### Passage to read
Synopses & Reviews
Review
"...Rosen takes us back "to the beautiful leafy Bronx," and to "Yonkers, our Bride of / Winter cloaked in ermine / and didn't we feel rich /everything clean and gleaming?" The poems don't merely describe a childhood, a life, but take us there. I found myself nodding, murmuring "yes," even though on the surface, my life would seem to have little in common with the life of a Jewish girl in the big city. Lois Rosen is that rare writer who not only makes you feel you know the girl, the woman in her poems, but that you are that girl, that woman. She approaches the most difficult subjects with an almost feathery touch: the holocaust weaves ever so quietly through poems such as
The Living Language, which describes the joys of summer camp while honoring "those old-fashioned coats / reaching the ground / those captives....rounded up / shaved bald / naked." The poems dealing with her parents' decline and death are some of the book's strongest. I am especially moved by
Pumpkin Carving, a deceptively simple pair of poems where she matter-of-factly describes her father's face literally disappearing with cancer: "When they cut / cancer from / a face, food falls / from the mouth" and the diminishing of her mother's life as her mind is besieged by dementia in
Blizzard II: "This year a blizzard storms behind her eyes. / Until recently I would have said / She knows me, but now brakes won't grip. / The car ahead spins on ice as if demented."
If you want poems with heart and honesty, poems full of sly humor, poems that pay careful attention to the past without lapsing into sentimentality, pick up a copy of Pigeons." Toni Van Deusen, Lane Literary Guild Newsletter
About the Author
Lois Rosen's collection of poetry, Pigeons, is her first book. Her poems have appeared in many literary magazines, including Calyx, Hubbub, Northwest Review, and Willow Springs, and received numerous awards, including first place in the Oregon Teachers as Writers Contest and in the Oregon State Poetry Association Poet's Choice Contest. She has served as co-director for the Oregon Writers' Project Advanced Institute at Willamette University. Rosen grew up in Yonkers, N.Y., and has lived for many years in Salem and is recently retired from teaching English as a Second Language at Chemeketa Community College.

### What you should do
Copy the part of the book page between "If you want" and "Chemeketa Community College.", inclusive, word for word.

[Image-grounded pointing data]
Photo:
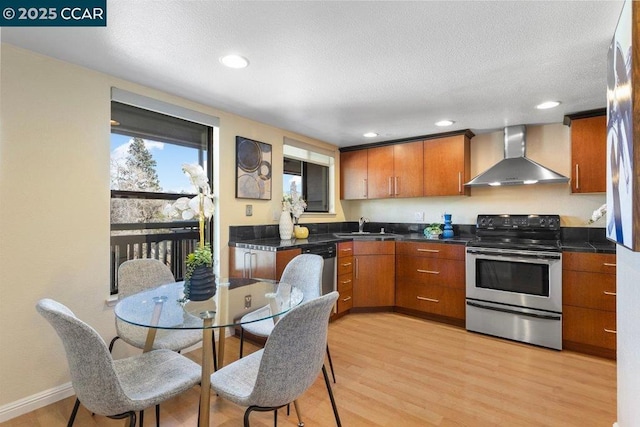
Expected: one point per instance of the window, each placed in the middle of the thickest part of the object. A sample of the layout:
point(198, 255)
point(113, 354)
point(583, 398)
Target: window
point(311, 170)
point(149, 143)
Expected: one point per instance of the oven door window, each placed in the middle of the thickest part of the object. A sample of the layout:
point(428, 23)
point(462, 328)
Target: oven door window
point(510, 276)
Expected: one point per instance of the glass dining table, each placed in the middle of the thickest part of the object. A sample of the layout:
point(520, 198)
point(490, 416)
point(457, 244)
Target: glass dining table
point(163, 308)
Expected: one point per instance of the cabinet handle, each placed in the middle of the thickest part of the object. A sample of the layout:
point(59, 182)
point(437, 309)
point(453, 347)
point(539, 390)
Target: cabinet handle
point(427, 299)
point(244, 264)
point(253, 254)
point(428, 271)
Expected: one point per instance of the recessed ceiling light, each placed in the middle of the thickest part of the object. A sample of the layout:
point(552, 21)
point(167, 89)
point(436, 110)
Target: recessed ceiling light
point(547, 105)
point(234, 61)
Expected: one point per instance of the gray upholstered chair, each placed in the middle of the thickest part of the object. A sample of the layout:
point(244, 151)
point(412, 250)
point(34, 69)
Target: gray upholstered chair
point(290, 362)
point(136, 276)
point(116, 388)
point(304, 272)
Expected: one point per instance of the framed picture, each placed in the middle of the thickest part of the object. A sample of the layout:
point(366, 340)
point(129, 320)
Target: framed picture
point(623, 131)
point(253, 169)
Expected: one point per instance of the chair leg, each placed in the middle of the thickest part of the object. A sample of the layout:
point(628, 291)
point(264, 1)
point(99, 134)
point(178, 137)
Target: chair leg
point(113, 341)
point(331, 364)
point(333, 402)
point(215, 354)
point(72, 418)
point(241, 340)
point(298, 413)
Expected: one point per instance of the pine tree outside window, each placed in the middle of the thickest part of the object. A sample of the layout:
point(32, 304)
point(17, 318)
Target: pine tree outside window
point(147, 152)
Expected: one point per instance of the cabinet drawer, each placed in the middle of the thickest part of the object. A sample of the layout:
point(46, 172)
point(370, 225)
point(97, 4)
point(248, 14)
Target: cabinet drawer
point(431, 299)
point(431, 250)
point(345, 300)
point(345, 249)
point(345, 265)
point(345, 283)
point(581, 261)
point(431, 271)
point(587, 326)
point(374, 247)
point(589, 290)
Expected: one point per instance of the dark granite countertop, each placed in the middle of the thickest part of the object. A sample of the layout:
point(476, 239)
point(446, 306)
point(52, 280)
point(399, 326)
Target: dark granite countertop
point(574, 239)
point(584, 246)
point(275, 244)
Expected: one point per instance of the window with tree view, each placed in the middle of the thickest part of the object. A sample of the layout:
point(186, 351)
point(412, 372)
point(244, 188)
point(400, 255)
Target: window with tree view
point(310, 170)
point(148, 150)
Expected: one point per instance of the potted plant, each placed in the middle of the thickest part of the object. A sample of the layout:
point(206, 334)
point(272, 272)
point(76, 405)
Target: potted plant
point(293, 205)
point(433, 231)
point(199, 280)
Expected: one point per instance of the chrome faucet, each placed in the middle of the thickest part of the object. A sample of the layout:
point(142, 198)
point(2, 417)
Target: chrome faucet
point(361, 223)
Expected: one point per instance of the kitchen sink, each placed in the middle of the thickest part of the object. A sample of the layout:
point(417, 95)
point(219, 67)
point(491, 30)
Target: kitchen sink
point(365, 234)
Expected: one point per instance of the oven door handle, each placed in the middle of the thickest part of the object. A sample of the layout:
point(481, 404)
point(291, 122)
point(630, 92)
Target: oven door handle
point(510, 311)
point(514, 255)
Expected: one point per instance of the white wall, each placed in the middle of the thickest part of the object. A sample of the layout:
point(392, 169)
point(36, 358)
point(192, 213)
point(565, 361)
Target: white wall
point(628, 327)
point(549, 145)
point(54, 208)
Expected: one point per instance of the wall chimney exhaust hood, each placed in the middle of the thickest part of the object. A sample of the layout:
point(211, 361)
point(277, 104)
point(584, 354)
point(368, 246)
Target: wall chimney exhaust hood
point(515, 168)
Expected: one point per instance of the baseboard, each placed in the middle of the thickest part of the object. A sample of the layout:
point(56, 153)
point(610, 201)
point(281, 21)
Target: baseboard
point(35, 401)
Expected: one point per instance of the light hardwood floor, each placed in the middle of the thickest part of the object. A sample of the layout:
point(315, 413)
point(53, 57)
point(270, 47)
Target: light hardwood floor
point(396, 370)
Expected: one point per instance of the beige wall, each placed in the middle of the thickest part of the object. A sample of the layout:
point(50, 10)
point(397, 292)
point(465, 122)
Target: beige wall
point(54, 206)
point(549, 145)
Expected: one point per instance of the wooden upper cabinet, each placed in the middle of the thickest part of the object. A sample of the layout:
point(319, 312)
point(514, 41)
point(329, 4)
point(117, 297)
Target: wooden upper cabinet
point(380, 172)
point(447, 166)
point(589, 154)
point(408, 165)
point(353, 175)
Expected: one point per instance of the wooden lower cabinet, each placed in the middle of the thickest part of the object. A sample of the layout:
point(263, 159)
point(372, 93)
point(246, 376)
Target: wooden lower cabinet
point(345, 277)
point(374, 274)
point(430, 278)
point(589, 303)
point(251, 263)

### Answer section
If you want poems with heart and honesty, poems full of sly humor, poems that pay careful attention to the past without lapsing into sentimentality, pick up a copy of Pigeons." Toni Van Deusen, Lane Literary Guild Newsletter
About the Author
Lois Rosen's collection of poetry, Pigeons, is her first book. Her poems have appeared in many literary magazines, including Calyx, Hubbub, Northwest Review, and Willow Springs, and received numerous awards, including first place in the Oregon Teachers as Writers Contest and in the Oregon State Poetry Association Poet's Choice Contest. She has served as co-director for the Oregon Writers' Project Advanced Institute at Willamette University. Rosen grew up in Yonkers, N.Y., and has lived for many years in Salem and is recently retired from teaching English as a Second Language at Chemeketa Community College.